>>
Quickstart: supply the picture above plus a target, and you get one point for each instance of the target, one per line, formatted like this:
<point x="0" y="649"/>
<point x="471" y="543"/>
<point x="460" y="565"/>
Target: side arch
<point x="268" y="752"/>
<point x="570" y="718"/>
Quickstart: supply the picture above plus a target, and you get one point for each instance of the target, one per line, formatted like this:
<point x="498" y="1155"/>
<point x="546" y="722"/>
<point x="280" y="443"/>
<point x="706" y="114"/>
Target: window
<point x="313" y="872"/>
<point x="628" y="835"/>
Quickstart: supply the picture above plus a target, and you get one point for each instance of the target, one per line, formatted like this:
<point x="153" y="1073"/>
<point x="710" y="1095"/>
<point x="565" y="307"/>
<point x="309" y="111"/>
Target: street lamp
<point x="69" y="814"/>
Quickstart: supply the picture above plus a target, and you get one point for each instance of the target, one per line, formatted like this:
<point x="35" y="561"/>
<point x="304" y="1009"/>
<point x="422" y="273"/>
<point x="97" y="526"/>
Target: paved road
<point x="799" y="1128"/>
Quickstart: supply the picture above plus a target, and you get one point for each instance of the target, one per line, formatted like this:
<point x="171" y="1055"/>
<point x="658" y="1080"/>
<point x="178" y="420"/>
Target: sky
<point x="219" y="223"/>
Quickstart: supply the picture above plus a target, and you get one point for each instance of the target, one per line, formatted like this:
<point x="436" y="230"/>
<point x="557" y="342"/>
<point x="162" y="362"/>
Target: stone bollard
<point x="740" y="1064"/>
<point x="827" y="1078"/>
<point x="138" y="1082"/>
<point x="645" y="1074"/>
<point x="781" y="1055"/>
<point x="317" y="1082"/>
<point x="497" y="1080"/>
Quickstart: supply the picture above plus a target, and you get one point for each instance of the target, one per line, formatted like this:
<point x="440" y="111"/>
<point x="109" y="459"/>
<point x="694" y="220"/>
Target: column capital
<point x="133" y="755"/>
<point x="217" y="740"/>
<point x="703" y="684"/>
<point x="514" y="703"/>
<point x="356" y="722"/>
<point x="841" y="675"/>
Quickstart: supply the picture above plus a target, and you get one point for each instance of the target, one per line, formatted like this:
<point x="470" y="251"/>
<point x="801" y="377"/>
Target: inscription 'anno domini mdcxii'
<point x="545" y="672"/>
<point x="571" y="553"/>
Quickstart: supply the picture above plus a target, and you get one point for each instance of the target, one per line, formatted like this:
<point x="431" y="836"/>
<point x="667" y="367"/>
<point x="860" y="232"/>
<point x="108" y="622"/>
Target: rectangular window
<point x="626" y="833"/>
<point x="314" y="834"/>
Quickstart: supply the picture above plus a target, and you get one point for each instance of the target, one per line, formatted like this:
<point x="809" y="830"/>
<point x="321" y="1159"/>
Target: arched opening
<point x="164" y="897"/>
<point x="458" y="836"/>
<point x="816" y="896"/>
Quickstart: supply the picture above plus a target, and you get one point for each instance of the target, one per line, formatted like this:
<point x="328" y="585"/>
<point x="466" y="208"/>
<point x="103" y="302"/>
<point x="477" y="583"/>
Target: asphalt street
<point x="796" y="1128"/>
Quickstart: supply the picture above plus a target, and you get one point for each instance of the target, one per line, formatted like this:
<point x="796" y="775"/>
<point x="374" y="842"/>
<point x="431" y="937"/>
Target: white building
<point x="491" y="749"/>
<<
ASSIGNED TASK | Every record must be retyped so that it matches the original exactly.

EXERCISE RESPONSE |
Quickstart: supply the picture above plus a target, and you get one point for each instance of the target, one per line, formatted like this:
<point x="0" y="649"/>
<point x="471" y="543"/>
<point x="460" y="565"/>
Target: side arch
<point x="268" y="752"/>
<point x="570" y="718"/>
Quickstart: supply the picture above plus a target, and you get one point for each instance of the target, one per line, formatted like this:
<point x="498" y="1155"/>
<point x="546" y="722"/>
<point x="280" y="443"/>
<point x="706" y="114"/>
Target: window
<point x="313" y="872"/>
<point x="628" y="835"/>
Quickstart: supply the picture above plus a target, and you get one point for each instance of the target, one per line, formatted like this:
<point x="153" y="1073"/>
<point x="710" y="1095"/>
<point x="565" y="307"/>
<point x="309" y="111"/>
Target: street lamp
<point x="69" y="814"/>
Quickstart: supply the picture above plus a target, and you get one point for each instance of the target, one per line, formatted like this:
<point x="35" y="561"/>
<point x="304" y="1009"/>
<point x="422" y="273"/>
<point x="97" y="526"/>
Target: paved road
<point x="799" y="1128"/>
Quickstart: supply the picture above plus a target, and you get one point for each instance of the target, one per line, formatted like this:
<point x="171" y="1055"/>
<point x="658" y="1080"/>
<point x="178" y="420"/>
Target: sky
<point x="219" y="223"/>
Quickstart: supply the picture above plus a target, and you get one point for each instance of the target, one per line, formatted like this:
<point x="436" y="230"/>
<point x="557" y="342"/>
<point x="162" y="362"/>
Target: stone bollard
<point x="740" y="1064"/>
<point x="827" y="1078"/>
<point x="138" y="1082"/>
<point x="645" y="1074"/>
<point x="781" y="1055"/>
<point x="317" y="1082"/>
<point x="497" y="1080"/>
Quickstart: supply the picture above plus a target, and you get one point for each instance of the target, one per line, formatted like this:
<point x="440" y="111"/>
<point x="109" y="459"/>
<point x="694" y="220"/>
Target: column capital
<point x="133" y="755"/>
<point x="217" y="740"/>
<point x="703" y="684"/>
<point x="514" y="703"/>
<point x="356" y="722"/>
<point x="841" y="675"/>
Quickstart: supply the picture above plus a target, and you get one point for each instance of the target, one per line, formatted like this:
<point x="470" y="251"/>
<point x="801" y="377"/>
Target: inscription 'anno domini mdcxii'
<point x="545" y="672"/>
<point x="571" y="553"/>
Quickstart: supply the picture above plus a target, and you get one point for each instance of the target, one per line, formatted like this:
<point x="431" y="836"/>
<point x="667" y="367"/>
<point x="860" y="232"/>
<point x="108" y="622"/>
Target: rectangular window
<point x="626" y="833"/>
<point x="314" y="834"/>
Quickstart: supply the picture above plus a target, and you get one point for each instance of the target, one per line, formatted like this:
<point x="809" y="830"/>
<point x="321" y="1159"/>
Target: arched opening
<point x="164" y="897"/>
<point x="458" y="836"/>
<point x="816" y="896"/>
Quickstart: supply the picture above plus a target, and you get one point for each instance of the target, one per line, formatted like this:
<point x="328" y="585"/>
<point x="466" y="208"/>
<point x="103" y="302"/>
<point x="477" y="583"/>
Target: asphalt street
<point x="796" y="1128"/>
Quickstart: supply the picture above plus a target, and you get one point for each instance of the target, one per line, formatted like this:
<point x="796" y="775"/>
<point x="374" y="842"/>
<point x="431" y="937"/>
Target: white building
<point x="491" y="749"/>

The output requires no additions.